▶ [SET TASKS]
a - In the pointing entries below, count the lines that contain the word "white" and give only that number.
b - Extend the passage below about Voodoo Ranger and Fat Tire, continuing where it ends.

Knospe has had a front-row seat for this polarization in consumer taste. For decades, New Belgium’s flagship beer was Fat Tire, an easy-drinking, 5.2 percent amber ale squarely in beer’s “middle.” But in summer 2019, something remarkable happened: A relatively new beer, Voodoo Ranger Imperial IPA, caught fire. New Belgium doubled down, redesigning the beer’s package to more prominently display its 9 percent alcohol content. (That’s more than double the ABV of a standard light lager such as Coors Light or Miller Lite.) By the end of the following year, Voodoo Ranger Imperial IPA was the brewery’s No. 1 beer, raking in $25 million more in chain retail sales than Fat Tire. According to Nielsen data, it’s now America’s best-selling IPA — a title it earned beginning in March 2021 when it surpassed Lagunitas IPA (6.2 percent ABV) and Founders All Day IPA (4.7 percent) — and one of the most successful new craft beer brands of the past decade.

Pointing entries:
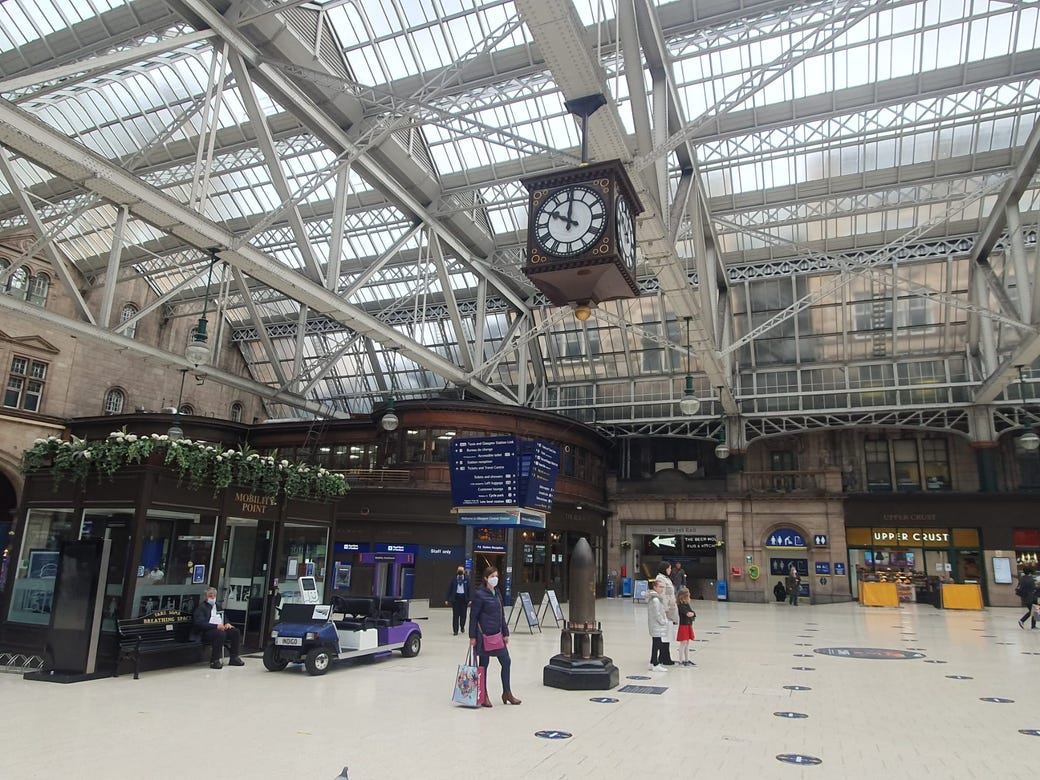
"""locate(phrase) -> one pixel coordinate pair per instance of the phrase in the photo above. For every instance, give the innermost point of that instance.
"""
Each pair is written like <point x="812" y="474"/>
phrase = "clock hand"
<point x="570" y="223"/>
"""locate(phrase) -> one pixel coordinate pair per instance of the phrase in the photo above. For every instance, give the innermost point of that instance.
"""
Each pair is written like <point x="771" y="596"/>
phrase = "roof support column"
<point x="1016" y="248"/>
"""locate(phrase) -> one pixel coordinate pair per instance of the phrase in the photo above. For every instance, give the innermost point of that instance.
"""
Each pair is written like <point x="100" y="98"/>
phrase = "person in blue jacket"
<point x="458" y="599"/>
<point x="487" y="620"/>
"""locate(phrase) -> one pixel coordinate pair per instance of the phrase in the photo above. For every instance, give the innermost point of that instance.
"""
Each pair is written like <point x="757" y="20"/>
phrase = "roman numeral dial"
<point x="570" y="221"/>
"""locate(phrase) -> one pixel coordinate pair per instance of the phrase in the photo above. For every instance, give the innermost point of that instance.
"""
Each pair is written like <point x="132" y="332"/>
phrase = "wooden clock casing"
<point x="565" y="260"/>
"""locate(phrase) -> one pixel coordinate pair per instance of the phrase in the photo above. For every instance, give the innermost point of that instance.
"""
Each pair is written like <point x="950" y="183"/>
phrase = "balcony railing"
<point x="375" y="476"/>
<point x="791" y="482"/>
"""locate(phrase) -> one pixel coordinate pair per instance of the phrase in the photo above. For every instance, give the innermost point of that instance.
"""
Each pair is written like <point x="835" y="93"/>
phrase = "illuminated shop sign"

...

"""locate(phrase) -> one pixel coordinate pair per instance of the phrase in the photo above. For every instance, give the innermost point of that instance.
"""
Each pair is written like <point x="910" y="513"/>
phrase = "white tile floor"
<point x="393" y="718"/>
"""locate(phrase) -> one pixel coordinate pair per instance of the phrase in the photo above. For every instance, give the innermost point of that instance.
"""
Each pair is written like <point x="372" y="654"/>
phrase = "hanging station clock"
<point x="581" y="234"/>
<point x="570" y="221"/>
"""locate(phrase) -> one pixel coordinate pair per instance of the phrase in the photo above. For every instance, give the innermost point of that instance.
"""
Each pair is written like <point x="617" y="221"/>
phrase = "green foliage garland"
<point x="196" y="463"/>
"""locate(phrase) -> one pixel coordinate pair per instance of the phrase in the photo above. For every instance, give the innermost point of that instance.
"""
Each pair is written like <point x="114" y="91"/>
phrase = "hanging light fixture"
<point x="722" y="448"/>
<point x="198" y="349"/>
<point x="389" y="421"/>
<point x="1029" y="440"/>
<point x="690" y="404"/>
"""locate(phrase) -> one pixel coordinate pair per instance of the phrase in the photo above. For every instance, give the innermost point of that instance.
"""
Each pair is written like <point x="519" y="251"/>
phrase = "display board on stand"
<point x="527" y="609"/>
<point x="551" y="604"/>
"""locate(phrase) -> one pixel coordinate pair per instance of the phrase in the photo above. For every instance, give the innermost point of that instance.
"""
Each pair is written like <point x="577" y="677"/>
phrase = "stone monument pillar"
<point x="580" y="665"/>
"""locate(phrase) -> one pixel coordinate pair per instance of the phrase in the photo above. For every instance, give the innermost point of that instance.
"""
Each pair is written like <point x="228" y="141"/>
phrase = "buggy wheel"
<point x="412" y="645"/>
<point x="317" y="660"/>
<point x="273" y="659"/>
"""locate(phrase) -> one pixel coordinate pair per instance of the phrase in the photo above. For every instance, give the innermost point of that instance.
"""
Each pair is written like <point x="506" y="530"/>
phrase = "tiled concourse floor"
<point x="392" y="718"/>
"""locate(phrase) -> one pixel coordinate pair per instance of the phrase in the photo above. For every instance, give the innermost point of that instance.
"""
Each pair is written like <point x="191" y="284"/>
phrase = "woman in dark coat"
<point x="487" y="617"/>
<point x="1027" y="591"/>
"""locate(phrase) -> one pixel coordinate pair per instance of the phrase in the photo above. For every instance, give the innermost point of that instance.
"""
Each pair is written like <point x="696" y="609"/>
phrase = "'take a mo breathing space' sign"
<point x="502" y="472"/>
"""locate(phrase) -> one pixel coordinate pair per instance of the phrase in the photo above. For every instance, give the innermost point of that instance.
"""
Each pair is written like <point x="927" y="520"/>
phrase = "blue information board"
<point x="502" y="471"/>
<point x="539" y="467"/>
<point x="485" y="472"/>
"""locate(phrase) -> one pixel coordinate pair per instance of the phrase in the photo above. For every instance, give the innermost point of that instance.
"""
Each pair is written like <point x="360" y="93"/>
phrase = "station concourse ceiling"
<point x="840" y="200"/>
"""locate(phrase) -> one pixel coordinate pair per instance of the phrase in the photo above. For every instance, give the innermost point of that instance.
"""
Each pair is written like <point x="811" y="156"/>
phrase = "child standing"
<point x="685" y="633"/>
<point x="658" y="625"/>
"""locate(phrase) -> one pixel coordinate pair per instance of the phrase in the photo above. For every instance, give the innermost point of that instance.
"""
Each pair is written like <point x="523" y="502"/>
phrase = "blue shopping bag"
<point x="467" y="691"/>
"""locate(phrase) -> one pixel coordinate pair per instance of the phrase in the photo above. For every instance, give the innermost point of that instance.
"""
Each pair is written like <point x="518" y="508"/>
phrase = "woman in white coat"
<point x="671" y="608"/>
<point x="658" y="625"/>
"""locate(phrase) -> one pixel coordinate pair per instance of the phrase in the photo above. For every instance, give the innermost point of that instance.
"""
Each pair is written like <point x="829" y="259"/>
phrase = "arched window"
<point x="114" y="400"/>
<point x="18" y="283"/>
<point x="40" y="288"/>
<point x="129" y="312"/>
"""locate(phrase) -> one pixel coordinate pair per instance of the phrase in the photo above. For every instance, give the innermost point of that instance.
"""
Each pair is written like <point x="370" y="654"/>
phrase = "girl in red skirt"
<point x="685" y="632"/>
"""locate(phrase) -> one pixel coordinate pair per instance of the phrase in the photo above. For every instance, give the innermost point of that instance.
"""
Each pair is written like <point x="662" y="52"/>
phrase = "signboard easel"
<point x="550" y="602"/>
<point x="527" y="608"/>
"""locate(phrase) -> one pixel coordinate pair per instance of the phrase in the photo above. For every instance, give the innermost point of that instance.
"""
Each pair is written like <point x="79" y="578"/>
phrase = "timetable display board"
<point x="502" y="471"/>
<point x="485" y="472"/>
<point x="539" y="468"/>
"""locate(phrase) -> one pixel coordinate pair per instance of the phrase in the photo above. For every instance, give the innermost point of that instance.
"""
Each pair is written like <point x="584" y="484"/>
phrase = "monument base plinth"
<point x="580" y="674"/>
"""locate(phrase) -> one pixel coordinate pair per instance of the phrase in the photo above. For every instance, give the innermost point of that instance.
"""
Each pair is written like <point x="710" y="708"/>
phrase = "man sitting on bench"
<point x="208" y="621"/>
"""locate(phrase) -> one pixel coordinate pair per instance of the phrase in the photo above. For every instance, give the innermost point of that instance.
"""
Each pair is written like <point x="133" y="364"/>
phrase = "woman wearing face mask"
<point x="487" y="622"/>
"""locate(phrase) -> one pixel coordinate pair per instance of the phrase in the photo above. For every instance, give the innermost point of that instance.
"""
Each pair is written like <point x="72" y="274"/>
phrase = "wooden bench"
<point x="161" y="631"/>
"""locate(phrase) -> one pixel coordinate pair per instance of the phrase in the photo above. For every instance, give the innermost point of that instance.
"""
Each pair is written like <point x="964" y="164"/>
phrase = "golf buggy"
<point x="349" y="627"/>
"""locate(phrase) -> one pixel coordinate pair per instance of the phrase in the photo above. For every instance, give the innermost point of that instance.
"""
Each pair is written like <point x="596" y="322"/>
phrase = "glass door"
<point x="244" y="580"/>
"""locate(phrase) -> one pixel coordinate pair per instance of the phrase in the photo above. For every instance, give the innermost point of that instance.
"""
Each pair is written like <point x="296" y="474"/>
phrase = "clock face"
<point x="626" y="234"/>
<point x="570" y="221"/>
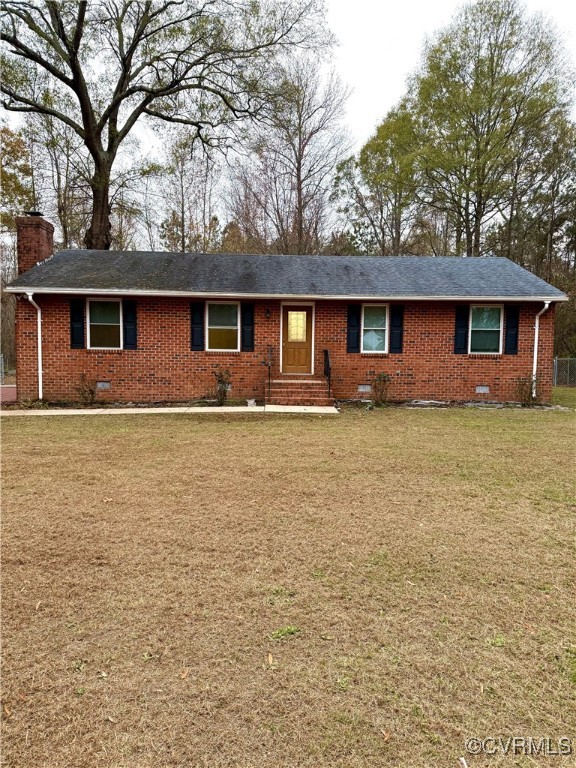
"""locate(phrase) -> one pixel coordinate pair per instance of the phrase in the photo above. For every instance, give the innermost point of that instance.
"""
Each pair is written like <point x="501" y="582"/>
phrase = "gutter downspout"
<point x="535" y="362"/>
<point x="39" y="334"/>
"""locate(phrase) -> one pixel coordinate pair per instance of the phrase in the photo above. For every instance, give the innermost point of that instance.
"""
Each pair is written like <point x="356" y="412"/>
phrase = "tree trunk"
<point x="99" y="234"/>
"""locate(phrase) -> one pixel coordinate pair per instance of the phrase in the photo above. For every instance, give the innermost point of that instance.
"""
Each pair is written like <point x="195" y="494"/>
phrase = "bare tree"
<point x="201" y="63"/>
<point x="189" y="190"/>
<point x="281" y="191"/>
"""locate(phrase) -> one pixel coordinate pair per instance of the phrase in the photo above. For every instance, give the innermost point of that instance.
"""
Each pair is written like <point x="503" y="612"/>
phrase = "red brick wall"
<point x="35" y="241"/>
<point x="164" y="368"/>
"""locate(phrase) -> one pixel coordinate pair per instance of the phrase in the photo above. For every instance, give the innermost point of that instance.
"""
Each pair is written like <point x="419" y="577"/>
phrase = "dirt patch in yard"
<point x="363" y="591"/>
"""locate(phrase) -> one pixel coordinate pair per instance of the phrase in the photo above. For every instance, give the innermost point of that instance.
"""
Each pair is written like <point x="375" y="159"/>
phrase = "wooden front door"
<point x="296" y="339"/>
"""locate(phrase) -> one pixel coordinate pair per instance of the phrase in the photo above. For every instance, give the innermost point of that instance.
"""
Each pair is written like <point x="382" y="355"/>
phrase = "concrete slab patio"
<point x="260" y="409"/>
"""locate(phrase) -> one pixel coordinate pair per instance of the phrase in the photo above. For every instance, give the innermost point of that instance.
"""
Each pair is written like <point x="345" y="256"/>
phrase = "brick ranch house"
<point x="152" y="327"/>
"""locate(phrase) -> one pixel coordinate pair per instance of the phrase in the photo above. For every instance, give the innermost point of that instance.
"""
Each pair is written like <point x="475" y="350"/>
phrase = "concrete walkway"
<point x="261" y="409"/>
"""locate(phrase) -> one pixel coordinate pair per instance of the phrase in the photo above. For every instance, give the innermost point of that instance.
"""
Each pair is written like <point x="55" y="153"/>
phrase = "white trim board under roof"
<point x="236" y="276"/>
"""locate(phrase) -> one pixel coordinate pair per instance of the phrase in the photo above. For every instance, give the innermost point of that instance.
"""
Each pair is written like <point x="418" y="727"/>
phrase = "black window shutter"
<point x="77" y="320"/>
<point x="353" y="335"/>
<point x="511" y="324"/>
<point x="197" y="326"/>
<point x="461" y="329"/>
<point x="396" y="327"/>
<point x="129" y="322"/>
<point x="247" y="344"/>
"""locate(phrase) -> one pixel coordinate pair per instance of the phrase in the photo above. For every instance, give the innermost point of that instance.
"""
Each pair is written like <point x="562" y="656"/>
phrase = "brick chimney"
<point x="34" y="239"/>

▶ [THE REPLIES]
a - 3

b -
But for all the drinkers choosing high-intensity, high-flavor beers, many are also running to the opposite pole. Nonalcoholic beer makes up less than 1 percent of the overall beer market in the United States, but within craft beer especially, its recent growth has raised eyebrows. Since 2019, nonalcoholic beer has increased its chain retail sales by 27 percent. Athletic Brewing Co. in Stratford, Conn., exclusively makes nonalcoholic beer, and last year, it was the 27th largest craft brewery in the country. This boom is driven by new, better-tasting nonalcoholic beer options from craft brands like Athletic and Brooklyn Brewery, as well as from larger brands such as Heineken and Budweiser.
Danelle Kosmal, vice president of research for the Beer Institute, a D.C.-based trade group, says that the growth of nonalcoholic craft beer appears to be at the expense of beers in the 1 to 4 percent ABV range.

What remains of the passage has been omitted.